[Saved data entries]
== Segment start ==

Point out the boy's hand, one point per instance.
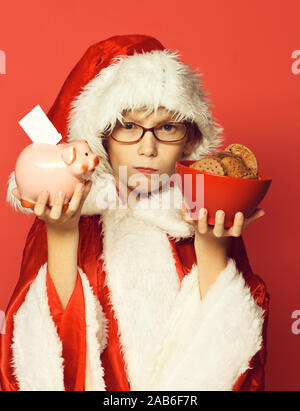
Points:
(203, 230)
(57, 219)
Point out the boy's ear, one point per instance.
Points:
(194, 135)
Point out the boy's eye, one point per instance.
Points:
(128, 126)
(167, 127)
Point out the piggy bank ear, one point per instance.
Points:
(69, 155)
(16, 193)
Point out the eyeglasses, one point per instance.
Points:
(129, 133)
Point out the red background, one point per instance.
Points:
(244, 50)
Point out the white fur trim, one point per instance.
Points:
(143, 284)
(96, 335)
(208, 344)
(150, 79)
(37, 348)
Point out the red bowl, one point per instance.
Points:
(214, 192)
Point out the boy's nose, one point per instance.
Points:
(148, 144)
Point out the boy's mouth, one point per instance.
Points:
(145, 170)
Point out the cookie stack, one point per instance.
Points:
(236, 160)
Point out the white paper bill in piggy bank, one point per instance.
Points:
(46, 165)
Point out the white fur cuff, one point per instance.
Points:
(208, 344)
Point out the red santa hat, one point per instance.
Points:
(128, 72)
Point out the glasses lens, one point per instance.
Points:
(127, 132)
(170, 131)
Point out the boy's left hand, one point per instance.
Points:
(202, 228)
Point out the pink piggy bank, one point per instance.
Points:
(53, 168)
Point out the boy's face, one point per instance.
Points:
(148, 153)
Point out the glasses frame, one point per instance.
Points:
(187, 125)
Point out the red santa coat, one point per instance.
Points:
(135, 320)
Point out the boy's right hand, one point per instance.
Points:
(57, 219)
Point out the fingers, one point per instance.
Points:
(75, 200)
(218, 229)
(202, 221)
(238, 225)
(259, 212)
(56, 209)
(40, 205)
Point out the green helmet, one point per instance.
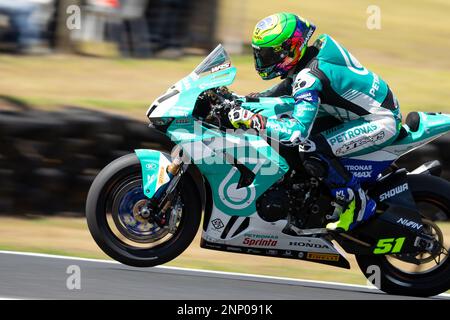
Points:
(279, 42)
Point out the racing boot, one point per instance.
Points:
(353, 209)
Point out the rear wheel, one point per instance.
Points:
(129, 234)
(428, 273)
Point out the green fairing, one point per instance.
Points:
(220, 172)
(150, 163)
(206, 146)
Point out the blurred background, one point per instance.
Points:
(76, 78)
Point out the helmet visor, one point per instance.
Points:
(266, 57)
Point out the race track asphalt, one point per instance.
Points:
(35, 276)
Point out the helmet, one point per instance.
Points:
(279, 42)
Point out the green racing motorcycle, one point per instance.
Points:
(145, 208)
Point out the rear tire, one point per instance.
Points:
(395, 281)
(102, 189)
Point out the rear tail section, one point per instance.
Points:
(420, 129)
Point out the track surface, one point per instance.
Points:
(38, 276)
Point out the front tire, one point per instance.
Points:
(104, 191)
(432, 191)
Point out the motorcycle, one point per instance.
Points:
(145, 208)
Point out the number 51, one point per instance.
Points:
(390, 245)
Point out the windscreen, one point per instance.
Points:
(217, 60)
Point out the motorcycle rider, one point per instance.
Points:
(324, 79)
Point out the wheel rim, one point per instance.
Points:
(129, 226)
(426, 262)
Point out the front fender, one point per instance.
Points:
(154, 170)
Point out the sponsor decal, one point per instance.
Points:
(360, 171)
(261, 236)
(235, 249)
(259, 242)
(221, 67)
(352, 133)
(161, 174)
(393, 192)
(358, 143)
(375, 85)
(410, 224)
(287, 253)
(322, 256)
(217, 224)
(272, 252)
(254, 251)
(307, 146)
(309, 245)
(182, 121)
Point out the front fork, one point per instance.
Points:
(164, 196)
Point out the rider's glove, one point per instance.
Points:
(240, 117)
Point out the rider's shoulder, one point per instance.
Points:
(330, 51)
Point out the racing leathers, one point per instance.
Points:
(329, 81)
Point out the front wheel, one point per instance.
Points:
(113, 209)
(426, 274)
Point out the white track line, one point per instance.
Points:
(225, 273)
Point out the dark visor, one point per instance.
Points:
(266, 57)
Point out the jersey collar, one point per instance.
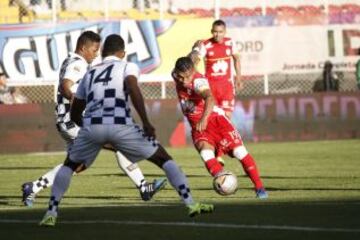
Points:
(74, 54)
(112, 58)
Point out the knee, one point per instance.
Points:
(160, 157)
(76, 167)
(240, 152)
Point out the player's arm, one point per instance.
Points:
(202, 88)
(65, 89)
(73, 73)
(237, 67)
(77, 108)
(137, 100)
(196, 52)
(79, 103)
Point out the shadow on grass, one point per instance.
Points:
(257, 220)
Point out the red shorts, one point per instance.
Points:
(220, 133)
(224, 94)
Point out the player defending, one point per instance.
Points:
(211, 130)
(104, 94)
(72, 71)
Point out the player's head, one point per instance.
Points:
(184, 71)
(88, 45)
(113, 45)
(218, 30)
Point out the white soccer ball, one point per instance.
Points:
(225, 183)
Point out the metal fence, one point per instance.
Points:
(29, 11)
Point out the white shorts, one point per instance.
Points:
(128, 139)
(68, 134)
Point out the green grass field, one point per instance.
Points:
(314, 190)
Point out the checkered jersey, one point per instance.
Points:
(104, 90)
(73, 68)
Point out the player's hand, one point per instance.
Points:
(149, 130)
(201, 125)
(239, 84)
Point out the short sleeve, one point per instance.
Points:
(201, 50)
(234, 48)
(75, 71)
(132, 69)
(201, 84)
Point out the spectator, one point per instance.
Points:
(10, 95)
(329, 80)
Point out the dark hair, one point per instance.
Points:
(218, 22)
(86, 37)
(183, 64)
(113, 43)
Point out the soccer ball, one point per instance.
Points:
(225, 183)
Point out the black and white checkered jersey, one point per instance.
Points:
(73, 68)
(104, 90)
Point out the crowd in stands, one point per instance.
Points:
(290, 15)
(280, 15)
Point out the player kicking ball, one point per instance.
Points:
(211, 130)
(104, 95)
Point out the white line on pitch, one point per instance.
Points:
(198, 224)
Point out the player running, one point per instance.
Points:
(104, 93)
(211, 130)
(220, 53)
(72, 71)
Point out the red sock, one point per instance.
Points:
(213, 166)
(249, 166)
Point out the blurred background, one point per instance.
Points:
(284, 47)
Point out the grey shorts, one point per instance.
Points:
(128, 139)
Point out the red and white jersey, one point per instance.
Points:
(191, 101)
(218, 58)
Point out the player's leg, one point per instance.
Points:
(133, 171)
(31, 189)
(82, 154)
(218, 94)
(179, 182)
(130, 141)
(250, 168)
(207, 153)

== Segment end ==

[Exercise directions] Return every line from the entries above that contains the word "dark".

[Result of the exercise]
Point out the dark visor, one point per instance.
Point out the dark hair, one point per instance.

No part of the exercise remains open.